* WHAT IS REQUIRED:
Transcribe every entry below word for word, but skip the pictures.

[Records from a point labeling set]
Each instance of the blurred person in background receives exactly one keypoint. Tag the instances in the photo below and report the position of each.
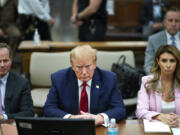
(15, 96)
(35, 14)
(9, 26)
(152, 14)
(91, 19)
(170, 35)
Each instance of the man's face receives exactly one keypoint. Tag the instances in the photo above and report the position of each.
(5, 62)
(84, 68)
(172, 22)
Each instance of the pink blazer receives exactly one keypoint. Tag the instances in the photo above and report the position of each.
(149, 105)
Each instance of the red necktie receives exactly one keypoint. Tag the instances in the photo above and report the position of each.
(84, 99)
(0, 100)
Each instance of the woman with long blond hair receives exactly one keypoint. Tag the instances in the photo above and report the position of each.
(159, 95)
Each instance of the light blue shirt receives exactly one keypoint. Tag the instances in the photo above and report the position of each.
(3, 92)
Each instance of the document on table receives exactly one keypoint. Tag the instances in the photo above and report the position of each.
(155, 127)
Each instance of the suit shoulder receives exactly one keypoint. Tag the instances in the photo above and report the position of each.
(17, 77)
(62, 72)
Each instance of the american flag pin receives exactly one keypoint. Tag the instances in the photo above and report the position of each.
(97, 86)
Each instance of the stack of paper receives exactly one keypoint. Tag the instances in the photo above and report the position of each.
(155, 127)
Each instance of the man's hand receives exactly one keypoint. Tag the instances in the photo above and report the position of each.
(99, 119)
(170, 119)
(74, 20)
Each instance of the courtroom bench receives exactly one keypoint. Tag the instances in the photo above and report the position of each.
(27, 47)
(124, 34)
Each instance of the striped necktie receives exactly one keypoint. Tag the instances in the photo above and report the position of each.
(0, 99)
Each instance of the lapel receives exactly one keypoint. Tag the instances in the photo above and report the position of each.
(163, 38)
(96, 87)
(73, 91)
(10, 85)
(158, 98)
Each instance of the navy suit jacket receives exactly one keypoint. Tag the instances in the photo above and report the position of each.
(63, 95)
(18, 100)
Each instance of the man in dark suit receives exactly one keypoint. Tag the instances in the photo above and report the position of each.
(152, 14)
(9, 26)
(66, 93)
(14, 90)
(172, 27)
(91, 19)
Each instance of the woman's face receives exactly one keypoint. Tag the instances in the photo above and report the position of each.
(167, 63)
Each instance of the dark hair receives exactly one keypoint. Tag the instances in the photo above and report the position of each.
(4, 45)
(156, 71)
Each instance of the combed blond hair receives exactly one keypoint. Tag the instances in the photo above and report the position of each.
(83, 51)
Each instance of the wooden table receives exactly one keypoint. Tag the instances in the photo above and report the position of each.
(128, 127)
(27, 47)
(125, 127)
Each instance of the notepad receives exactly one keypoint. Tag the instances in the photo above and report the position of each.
(155, 127)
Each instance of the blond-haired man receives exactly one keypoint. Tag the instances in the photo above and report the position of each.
(65, 96)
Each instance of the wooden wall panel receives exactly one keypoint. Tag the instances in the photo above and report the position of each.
(127, 13)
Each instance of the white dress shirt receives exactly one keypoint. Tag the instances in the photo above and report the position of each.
(3, 91)
(38, 8)
(88, 88)
(177, 40)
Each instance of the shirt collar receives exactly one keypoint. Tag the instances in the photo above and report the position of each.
(80, 83)
(175, 36)
(4, 78)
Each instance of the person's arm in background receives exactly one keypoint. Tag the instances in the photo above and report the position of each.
(149, 56)
(24, 101)
(41, 12)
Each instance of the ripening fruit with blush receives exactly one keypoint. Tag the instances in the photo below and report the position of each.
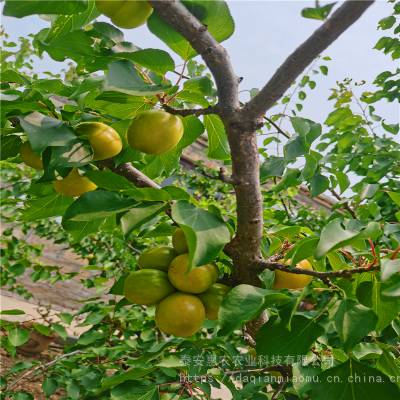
(155, 132)
(212, 299)
(157, 258)
(29, 157)
(198, 280)
(147, 286)
(74, 184)
(286, 280)
(105, 141)
(180, 314)
(179, 241)
(125, 13)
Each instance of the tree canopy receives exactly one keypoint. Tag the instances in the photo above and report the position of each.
(94, 157)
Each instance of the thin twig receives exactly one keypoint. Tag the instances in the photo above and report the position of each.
(42, 367)
(277, 127)
(343, 273)
(191, 111)
(345, 204)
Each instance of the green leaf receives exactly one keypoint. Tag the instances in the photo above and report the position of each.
(18, 336)
(300, 125)
(134, 390)
(369, 293)
(366, 351)
(205, 232)
(19, 9)
(123, 77)
(52, 205)
(391, 128)
(202, 85)
(387, 23)
(80, 229)
(49, 386)
(243, 303)
(213, 14)
(353, 321)
(319, 13)
(395, 196)
(303, 249)
(97, 204)
(275, 339)
(60, 330)
(353, 381)
(319, 184)
(335, 235)
(295, 147)
(118, 378)
(44, 131)
(65, 24)
(10, 146)
(389, 268)
(139, 215)
(218, 147)
(310, 166)
(387, 363)
(340, 114)
(289, 179)
(343, 181)
(156, 60)
(76, 45)
(272, 166)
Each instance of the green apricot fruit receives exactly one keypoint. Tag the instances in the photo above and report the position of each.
(147, 286)
(157, 258)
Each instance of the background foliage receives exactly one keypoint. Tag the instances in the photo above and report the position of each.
(351, 154)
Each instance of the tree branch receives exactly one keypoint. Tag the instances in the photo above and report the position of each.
(294, 65)
(342, 273)
(191, 111)
(214, 55)
(131, 173)
(345, 204)
(42, 367)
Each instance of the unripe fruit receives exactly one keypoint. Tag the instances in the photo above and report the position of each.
(74, 184)
(147, 286)
(29, 157)
(180, 314)
(179, 241)
(157, 258)
(155, 132)
(286, 280)
(105, 141)
(125, 13)
(198, 280)
(212, 299)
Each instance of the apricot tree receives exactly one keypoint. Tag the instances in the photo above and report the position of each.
(245, 218)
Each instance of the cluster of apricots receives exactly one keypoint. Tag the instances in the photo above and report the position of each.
(151, 132)
(184, 297)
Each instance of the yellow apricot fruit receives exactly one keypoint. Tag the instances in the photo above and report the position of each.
(286, 280)
(147, 286)
(158, 258)
(74, 184)
(180, 314)
(179, 241)
(125, 13)
(212, 299)
(29, 157)
(155, 132)
(105, 141)
(198, 280)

* SOLVED EXERCISE:
Each instance of the blurred person in background receives exactly one keypoint. Tag the instances in the photo below and report the position of each.
(15, 96)
(35, 14)
(9, 26)
(152, 14)
(91, 19)
(170, 35)
Each instance of the man's face receives exactly one keypoint. Tag the instances in the photo above and report the position of each.
(5, 62)
(84, 68)
(172, 22)
Each instance of the pink blazer receives exactly one keypoint. Tag the instances in the photo above and report the position of each.
(149, 105)
Each instance of the red necktie receives exactly one keypoint. Tag the instances in the photo above and report the position of each.
(84, 99)
(0, 100)
Each instance of the woman with long blond hair receives exactly one keypoint. Tag the instances in the photo above and report the position of each.
(159, 95)
Each instance of the light blue shirt receives exactly one keypoint. Tag the instances in the photo above and report the position of each.
(3, 92)
Each instance of the document on table receives exactly one keypoint. Tag the instances in the photo above and report the position of each.
(155, 127)
Each instance of the suit shoulder receives exactly one keypoint. Tag the instances in the photo above and report the position of each.
(17, 77)
(62, 72)
Each instance of the american flag pin receives exactly one keypoint. Tag the instances in the photo above and report the position of each.
(97, 86)
Each instance of the stack of paper receives exactly one keypoint. Tag the instances in the photo above and report the position of each.
(155, 127)
Each instance of the man's hand receives exactly one keypoint. Tag the instances in the photo above and report the position of each.
(99, 119)
(170, 119)
(74, 20)
Each instance of the courtroom bench receives exactly one keypoint. Tag the instances in the photo above and report the position of each.
(27, 47)
(124, 34)
Each instance of the striped necktie receives exactly one keypoint. Tag the instances in the photo above and report the position of each.
(0, 99)
Each instance of the lapel receives exactly one keypoint. Tag the instances in the photo above and report the position of each.
(163, 38)
(96, 87)
(73, 91)
(10, 85)
(158, 98)
Each instance of the navy suit jacket receives exactly one keypoint. Tag the instances in the photo above and report the position of each.
(63, 95)
(18, 100)
Each instance of the man in dark suit receives exactly one keypoint. Tag the instances in the photo above and report the position of each.
(152, 14)
(9, 26)
(66, 93)
(14, 90)
(172, 27)
(91, 19)
Each instance of the woman's face receives exactly one keypoint. Tag the instances in the photo above and report the position of each.
(167, 63)
Each instance of the dark hair receives exactly one keypoint. Tag the instances in the photo above and report the position of each.
(4, 45)
(156, 71)
Each instance of the combed blond hair receives exactly one keypoint. Tag the instances in the photo above and report the position of each.
(83, 51)
Each instance of the wooden table receives exactly one keypoint. Tag the instances in the photo above and report the position of each.
(128, 127)
(27, 47)
(125, 127)
Each instance of the notepad receives exactly one keypoint. Tag the instances in the photo above and report the position of each.
(155, 127)
Each instance of the blond-haired man receives exactly one keypoint. Tag the instances in the photo above and report the position of each.
(65, 96)
Each instance of the wooden wall panel receives exactly one keypoint. Tag the instances in the photo above and report the position of each.
(127, 13)
Each instance of the white dress shirt receives exactly one keypoint. Tag the instances in the photo above and report the position of each.
(3, 91)
(38, 8)
(88, 88)
(177, 40)
Each instance of the shirt collar receives exactly one keypoint. Tag the instances in the photo above and report the position of each.
(80, 83)
(175, 36)
(4, 78)
Each instance of the person's arm in background receives exactly one keypoint. Tag the instances in the photo above and report the position of each.
(149, 56)
(24, 101)
(41, 12)
Each instance of the ripening fruit with blush receives exactly one keypoint. Tag the instances in the photo below and report the position of each.
(155, 132)
(212, 299)
(157, 258)
(29, 157)
(198, 280)
(147, 286)
(74, 184)
(286, 280)
(105, 141)
(180, 314)
(179, 241)
(125, 13)
Each instance of the tree canopy receives exactly one keypoint. Tag the instances in the photo above and report the position of each.
(94, 157)
Each instance of the thin twig receives exactly one keypoint. Tag the instances in the photo above and report the position of each.
(42, 367)
(277, 127)
(343, 273)
(191, 111)
(345, 204)
Each instance of the green leaf receives exactly one keypoint. Tag the instances in the photo above and report the position of each.
(18, 336)
(300, 125)
(134, 390)
(369, 293)
(366, 351)
(205, 232)
(19, 9)
(123, 77)
(52, 205)
(391, 128)
(202, 85)
(387, 23)
(80, 229)
(49, 386)
(243, 303)
(213, 14)
(353, 321)
(319, 13)
(395, 196)
(303, 249)
(97, 204)
(275, 339)
(60, 330)
(353, 381)
(319, 184)
(335, 235)
(295, 147)
(118, 378)
(44, 131)
(65, 24)
(10, 146)
(389, 268)
(139, 215)
(218, 147)
(310, 166)
(387, 363)
(340, 114)
(289, 179)
(343, 181)
(156, 60)
(76, 45)
(272, 166)
Each instance of the green apricot fruit receives exactly one keypoint. Tag the instances in the photo above and report the position of each.
(147, 286)
(157, 258)
Each instance of the background foliage receives exactly one keypoint. Tag the instances in the photo above and report the position of each.
(351, 154)
Each instance of the tree branch receives exactly one keypoint. Tag the instances in the photo above and report the position of each.
(294, 65)
(342, 273)
(191, 111)
(214, 55)
(131, 173)
(345, 204)
(42, 367)
Each instance of the unripe fruit receives exactly one keypoint. Tag the instances in the photo above and report the position of each.
(74, 184)
(147, 286)
(29, 157)
(180, 314)
(179, 241)
(157, 258)
(155, 132)
(286, 280)
(105, 141)
(125, 13)
(198, 280)
(212, 299)
Each instance of the apricot tree receives exactly one keypoint. Tag the instances in the photo above and report the position of each.
(245, 218)
Each instance of the cluster of apricots receives exactly one keypoint. Tag the instances in the photo above and report the position of each.
(151, 132)
(184, 297)
Each instance of the yellow apricot fruit receives exactly one keypoint. Tag the instances in the photo above and report the position of each.
(286, 280)
(147, 286)
(158, 258)
(74, 184)
(180, 314)
(179, 241)
(125, 13)
(212, 299)
(29, 157)
(155, 132)
(105, 141)
(198, 280)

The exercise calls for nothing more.